#### Supplied text
*****

September 28, 201808:01
Amid a rise in such attacks last year, Serbia plans to tighten its cyber-security and form special units to combat high-tech crime.
Photo: Wikimedia/Klops.ru

Serbia’s government plans to strengthen the country’s cyber-security and the capacity of the police and military to prevent hacking attacks amid a marked rise last year in hi-tech crime.

According to the Cybercrime Strategy, Serbia will establish several units within the police, military and customs to fight online crimes.

“The strategy is a continuation and expansion of activities aimed at strengthening the efficiency of all entities in the field of suppression of high-tech crime in … Serbia,” the Strategy, obtained by BIRN, reads.

The document, which covers the period between 2019 and 2023, says that by 2020, Serbia will form anti-cybercrime units within the intelligence agency, the BIA, Military Police and Customs Bureau, and also employ more people in existing units with the police.

It also added that Serbia will purchase new IT equipment but also specialised software for the police and prosecution, for which about 100,000 euros has been allocated.

It states that Serbia will also adopt operational procedures to collect and provide electronic evidence.

Civil servants will participate in training, which will be also held for parents, in schools, in the media, and for bank clients, focusing also on child pornography and internet security.

“The strategy … determines the institutional response to emerging forms of high-tech crime, defines the roles and responsibilities of state bodies, identifies goals and determines the basic directions for action to suppress all types of high-tech crime,” it says.

The document notes that Serbia saw a 15-per-cent increase in cybercrime in 2017 compared to the year before.

From 2013 to 2017, the most common cybercrimes noted were computer fraud (43.9 per cent) and unauthorised access to computers and networks (37.4 per cent). Forgery and abuse of payment cards were also common.

“Criminal offences in which information and communication technologies are abused are increasing, as a consequence of the rapid development of IT technology, such as those related to the security of computer data, sexual abuse of minors and children for pornographic purposes on the Internet, fraud via the Internet, unauthorized use of copyright and related rights, threats to security, terrorism and violent extremism leading to terrorism,” it recalled.

*****

#### Data block
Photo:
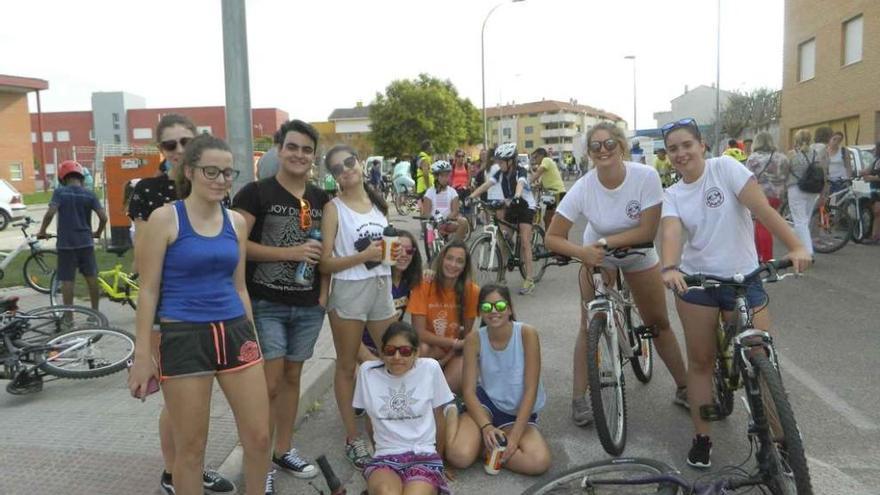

*****

#### Exercise set
1. Based on the Serbia cybercrime article, explain in one to three sentences why Serbia is strengthening its cyber-security and police and military capacity.
2. According to the Serbia cybercrime article, by what year will Serbia form anti-cybercrime units within the BIA, Military Police and Customs Bureau?
The data is separate material from the Serbia cybercrime article.

#### Expected responses
1. Serbia is acting because of a marked rise in hi-tech crime last year. The strategy document notes a 15-per-cent increase in cybercrime in 2017 compared to the year before.

2. By 2020.